Dataset records:
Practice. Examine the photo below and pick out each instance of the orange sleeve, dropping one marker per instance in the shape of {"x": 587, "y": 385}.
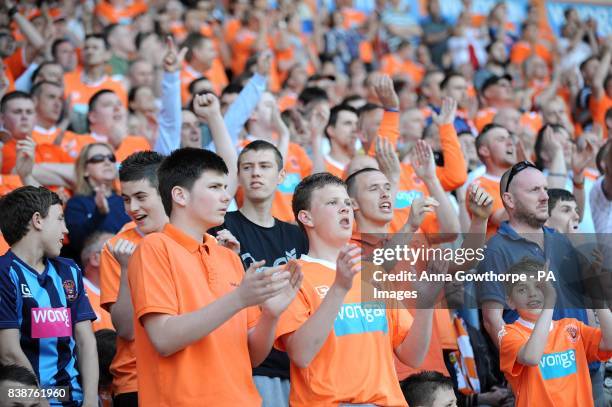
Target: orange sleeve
{"x": 519, "y": 53}
{"x": 150, "y": 276}
{"x": 110, "y": 276}
{"x": 401, "y": 322}
{"x": 294, "y": 316}
{"x": 591, "y": 338}
{"x": 305, "y": 162}
{"x": 510, "y": 345}
{"x": 453, "y": 174}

Problem details:
Output the material above as a two-column CSV with the headers instruction and answer. Put the instruction text and its answer points in one quoted field each, with line breaks turned into spaces, and leave the pictures out.

The response:
instruction,answer
"Practice. Examine the photo below and pick out each instance of the orange sleeve, dropping one marker per instance in the shape of {""x"": 587, ""y"": 385}. Target: orange sleeve","{""x"": 519, ""y"": 53} {""x"": 150, ""y"": 276} {""x"": 110, ""y"": 276} {""x"": 401, ""y"": 322} {""x"": 294, ""y"": 316} {""x"": 591, ""y"": 338} {""x"": 305, ""y"": 162} {""x"": 510, ""y"": 345} {""x"": 453, ""y"": 174}"